**A block of data**
^^^^^^^^

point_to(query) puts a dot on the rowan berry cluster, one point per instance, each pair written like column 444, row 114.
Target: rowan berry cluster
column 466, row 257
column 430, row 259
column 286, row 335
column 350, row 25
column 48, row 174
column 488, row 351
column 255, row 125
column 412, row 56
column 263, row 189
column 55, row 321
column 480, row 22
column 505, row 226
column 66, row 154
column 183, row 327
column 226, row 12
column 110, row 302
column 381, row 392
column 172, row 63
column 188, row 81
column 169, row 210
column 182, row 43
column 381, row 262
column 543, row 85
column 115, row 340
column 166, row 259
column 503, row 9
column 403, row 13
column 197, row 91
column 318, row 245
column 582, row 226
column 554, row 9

^^^^^^^^

**PROBLEM DESCRIPTION**
Output every line of the entries above as a numbered list, leaving out any blank lines.

**OUTPUT OF THE TASK**
1. point_to(query) puts a dot on the rowan berry cluster, one point per instance, each pair written like column 444, row 114.
2. Target: rowan berry cluster
3. column 466, row 257
4. column 430, row 259
5. column 286, row 335
6. column 350, row 25
7. column 48, row 174
8. column 488, row 351
9. column 255, row 125
10. column 412, row 56
11. column 263, row 189
12. column 55, row 321
13. column 480, row 22
14. column 505, row 226
15. column 66, row 154
16. column 183, row 327
17. column 226, row 12
18. column 110, row 302
19. column 381, row 392
20. column 172, row 63
21. column 188, row 81
22. column 169, row 210
23. column 182, row 43
24. column 381, row 262
25. column 543, row 85
26. column 115, row 340
27. column 166, row 259
28. column 503, row 9
29. column 403, row 13
30. column 197, row 91
31. column 318, row 245
32. column 582, row 226
33. column 554, row 9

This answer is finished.